§ PROBLEM DESCRIPTION: In the article on investing in Europe below, what would £1,000 invested in the MSCI Europe index in the summer of 2012 now be worth?

§ PAGE TEXT:
◆ ◆ ◆ ◆
Since the Eurozone crisis began unfolding back in 2009, investors have been cautious about the region. This was understandable, given that it lurched from crisis to crisis every week, and Portugal’s, Greece’s and Ireland’s economies all had to be propped up with multi-billion euro rescue plans. Italy, Spain and France have also been a cause for concern.
Many fund managers have restricted themselves to only buying shares in Europe’s multinational corporations. Companies such as Nestlé, L’Oreal, or pharmaceuticals giant Novartis were deemed unshakable. The fact these companies only happen to be headquartered in the Eurozone, but make most of their earnings overseas, was bandied around with an annoying frequency.
All this began to change in the summer of 2012. The world’s media had long been speculating on the prospects of the Eurozone breaking up, and Mario Draghi, president of the European Central Bank, declared in a landmark speech that he would do “whatever it takes” to keep the single currency intact.
This vote of confidence breathed life into Europe’s equity markets and as you can see on the chart below, £1,000 invested in the MSCI Europe index in the summer of 2012 would now be worth £1,667.
If the Eurozone’s QE programme, which kicked off in March, mirrors the success of QE in other countries then this £1,000 could grow even larger still. Deciding which fund to buy for your portfolio will depend on whether you are attracted to income (see page 44 for more on the benefits), or prefer a more growth-focused fund.
◆ ◆ ◆ ◆
§ PROVIDED RECORDS:

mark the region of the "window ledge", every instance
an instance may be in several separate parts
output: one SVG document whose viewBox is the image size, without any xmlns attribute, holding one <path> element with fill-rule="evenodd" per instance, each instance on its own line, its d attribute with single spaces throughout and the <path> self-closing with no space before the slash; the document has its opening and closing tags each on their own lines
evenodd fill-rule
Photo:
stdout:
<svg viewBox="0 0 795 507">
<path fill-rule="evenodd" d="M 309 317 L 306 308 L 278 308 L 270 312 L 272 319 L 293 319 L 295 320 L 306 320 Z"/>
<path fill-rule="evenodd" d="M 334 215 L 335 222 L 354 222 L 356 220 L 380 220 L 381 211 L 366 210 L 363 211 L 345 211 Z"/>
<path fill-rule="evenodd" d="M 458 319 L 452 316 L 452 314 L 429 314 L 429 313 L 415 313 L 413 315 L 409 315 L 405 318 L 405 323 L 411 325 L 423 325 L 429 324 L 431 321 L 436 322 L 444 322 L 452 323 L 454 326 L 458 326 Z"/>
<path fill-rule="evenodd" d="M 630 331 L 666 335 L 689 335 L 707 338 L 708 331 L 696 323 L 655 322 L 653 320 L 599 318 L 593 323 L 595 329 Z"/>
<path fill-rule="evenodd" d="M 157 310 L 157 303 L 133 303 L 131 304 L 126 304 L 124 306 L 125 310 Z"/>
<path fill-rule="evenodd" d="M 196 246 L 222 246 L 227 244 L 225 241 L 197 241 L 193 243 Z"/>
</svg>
◆ ◆ ◆ ◆
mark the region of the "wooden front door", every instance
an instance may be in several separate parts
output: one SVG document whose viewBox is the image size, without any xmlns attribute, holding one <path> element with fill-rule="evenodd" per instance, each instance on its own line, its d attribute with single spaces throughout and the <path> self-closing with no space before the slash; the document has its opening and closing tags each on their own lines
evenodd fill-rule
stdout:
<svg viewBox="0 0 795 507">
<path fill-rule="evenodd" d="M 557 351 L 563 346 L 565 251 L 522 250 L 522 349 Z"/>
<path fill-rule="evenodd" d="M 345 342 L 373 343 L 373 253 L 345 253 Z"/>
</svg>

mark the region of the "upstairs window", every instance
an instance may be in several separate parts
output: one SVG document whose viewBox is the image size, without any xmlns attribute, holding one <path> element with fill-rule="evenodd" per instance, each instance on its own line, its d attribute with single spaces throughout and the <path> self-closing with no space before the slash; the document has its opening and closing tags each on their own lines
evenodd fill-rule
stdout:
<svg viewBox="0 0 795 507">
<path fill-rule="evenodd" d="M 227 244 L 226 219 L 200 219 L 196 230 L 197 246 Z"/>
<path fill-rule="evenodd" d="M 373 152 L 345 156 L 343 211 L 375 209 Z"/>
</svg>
◆ ◆ ◆ ◆
§ YOUR RESPONSE: £1,667.